__Passage provided__

By itself, it doesn’t accumulate into anything. It has to be connected to a message, to some kind of coherent explanation of what the problem is and why it matters. Without that, it tends to move in cycles. Something spikes, people watch it, and then it fades as the next thing takes its place.

What made Project Chanology different is that the attention had somewhere to go. There were claims being made. There was information being shared. There was at least an attempt, however imperfect, to frame what was happening in a way that other people could evaluate.

That gave it a kind of staying power that most internet-driven trends don’t have. Without that underlying sense of purpose, Chanology likely would have faded very quickly.

What we’re seeing now doesn’t seem to be moving in that direction, at least not so far.

And that brings me to something else that I think is worth addressing.

There are creators and influencers, including some former Scientologists, who are encouraging this trend, or at least presenting it as something useful. I don’t think it’s necessary to question anyone’s motives to look at what that does in practice.

When something like this is framed as activism, it changes how people engage with it. It raises the stakes. It encourages people to go further, to take more risks, to try to outdo what came before.

Escalation is the only solution to keeping eyeballs on the screen. That’s just how the internet works, but it does create a kind of confusion about what is actually being accomplished.

There is a long history of people doing work around Scientology that is not particularly exciting to watch. Documenting abuses, helping former members, working with journalists, pursuing legal action where possible. None of that translates easily into short clips or viral moments.

It’s slower. It’s often frustrating. It doesn’t always look like much is happening.

But it produces something that is very difficult for an organization to dismiss, which is a record of what has been done and what has happened to people.

That’s a different kind of pressure than what comes from visibility alone.

And I think that distinction gets blurred when visibility is treated as if it automatically equals impact.

None of this is to say that the people making these videos couldn’t do something more meaningful if they wanted to. In fact, they already have a skill set that earlier movements didn’t. They understand how to capture attention, how to package something so people will watch it, and how to spread it quickly.

__Extracted records__

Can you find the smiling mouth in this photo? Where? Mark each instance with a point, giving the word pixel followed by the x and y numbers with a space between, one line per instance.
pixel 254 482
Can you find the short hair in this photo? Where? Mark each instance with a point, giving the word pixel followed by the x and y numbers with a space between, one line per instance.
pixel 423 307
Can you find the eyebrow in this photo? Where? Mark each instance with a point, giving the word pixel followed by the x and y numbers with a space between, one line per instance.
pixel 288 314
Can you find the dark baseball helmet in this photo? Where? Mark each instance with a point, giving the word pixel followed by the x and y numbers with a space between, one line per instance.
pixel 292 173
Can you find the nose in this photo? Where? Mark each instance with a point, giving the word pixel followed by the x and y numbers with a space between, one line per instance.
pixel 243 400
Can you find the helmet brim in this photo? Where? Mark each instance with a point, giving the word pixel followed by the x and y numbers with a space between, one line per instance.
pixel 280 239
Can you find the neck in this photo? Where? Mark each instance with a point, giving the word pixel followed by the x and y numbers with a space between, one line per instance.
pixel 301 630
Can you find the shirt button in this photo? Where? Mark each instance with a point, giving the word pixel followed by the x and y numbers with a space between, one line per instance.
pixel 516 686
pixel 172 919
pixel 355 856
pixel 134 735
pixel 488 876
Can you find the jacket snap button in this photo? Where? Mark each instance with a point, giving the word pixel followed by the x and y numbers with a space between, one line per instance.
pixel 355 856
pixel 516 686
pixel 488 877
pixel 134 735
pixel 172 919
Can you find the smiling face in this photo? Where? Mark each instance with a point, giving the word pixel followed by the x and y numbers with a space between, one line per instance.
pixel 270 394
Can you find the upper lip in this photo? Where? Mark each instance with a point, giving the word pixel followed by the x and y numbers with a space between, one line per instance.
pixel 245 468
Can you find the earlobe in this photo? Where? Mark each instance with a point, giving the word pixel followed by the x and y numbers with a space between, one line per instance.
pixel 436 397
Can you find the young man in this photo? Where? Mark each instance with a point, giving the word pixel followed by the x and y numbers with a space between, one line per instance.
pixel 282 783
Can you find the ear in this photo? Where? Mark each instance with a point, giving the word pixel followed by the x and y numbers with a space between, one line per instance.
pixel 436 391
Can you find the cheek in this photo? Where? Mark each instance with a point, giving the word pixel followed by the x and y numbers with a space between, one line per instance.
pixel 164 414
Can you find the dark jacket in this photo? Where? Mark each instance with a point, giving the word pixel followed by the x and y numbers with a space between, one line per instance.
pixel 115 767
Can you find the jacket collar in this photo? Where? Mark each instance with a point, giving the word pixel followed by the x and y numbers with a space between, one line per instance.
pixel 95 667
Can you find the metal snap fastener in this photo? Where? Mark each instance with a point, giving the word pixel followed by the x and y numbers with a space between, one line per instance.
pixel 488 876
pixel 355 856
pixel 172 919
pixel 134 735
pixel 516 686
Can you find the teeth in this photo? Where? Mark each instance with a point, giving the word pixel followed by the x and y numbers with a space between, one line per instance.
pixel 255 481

* * *

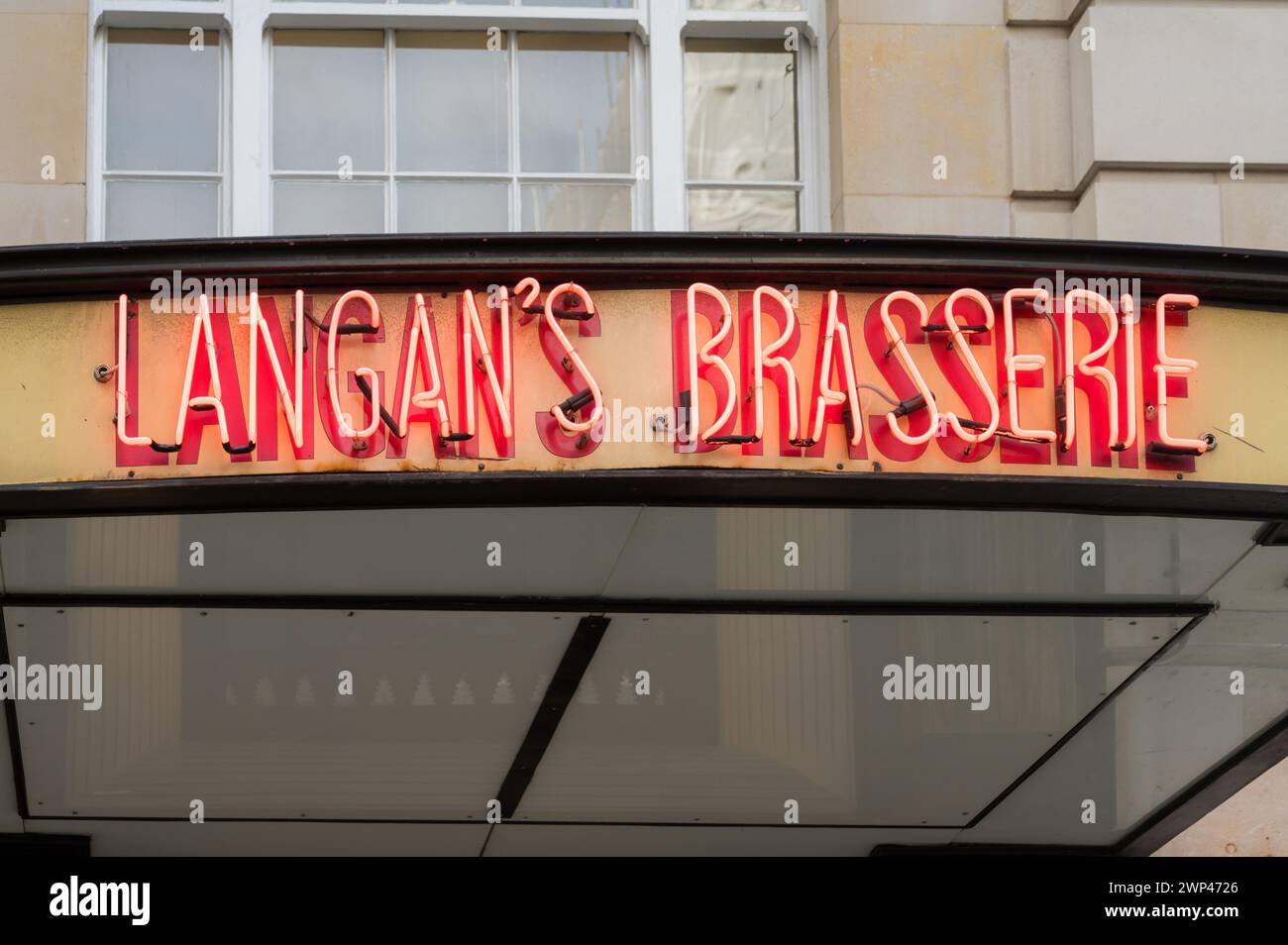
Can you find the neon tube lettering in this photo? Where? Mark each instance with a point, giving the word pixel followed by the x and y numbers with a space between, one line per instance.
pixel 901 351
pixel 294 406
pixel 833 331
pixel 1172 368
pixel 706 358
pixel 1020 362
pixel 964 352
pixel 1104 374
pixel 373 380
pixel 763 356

---

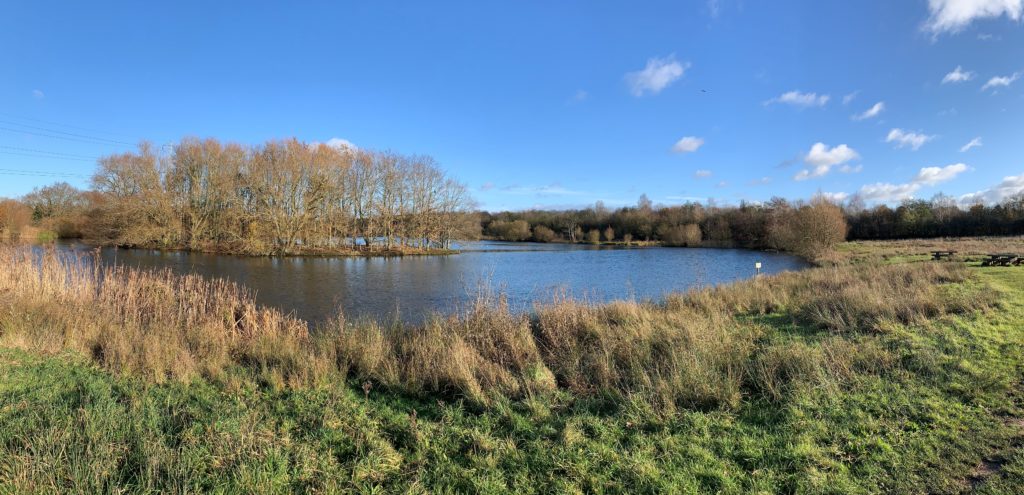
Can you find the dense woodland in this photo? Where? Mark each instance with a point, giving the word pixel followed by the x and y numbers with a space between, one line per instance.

__What needs to be done__
Retype the part of the passage on Scientology activism starting with "That gave it" and going on through "not so far.". You won't need the lines for this.

__Solved problem__
That gave it a kind of staying power that most internet-driven trends don’t have. Without that underlying sense of purpose, Chanology likely would have faded very quickly.

What we’re seeing now doesn’t seem to be moving in that direction, at least not so far.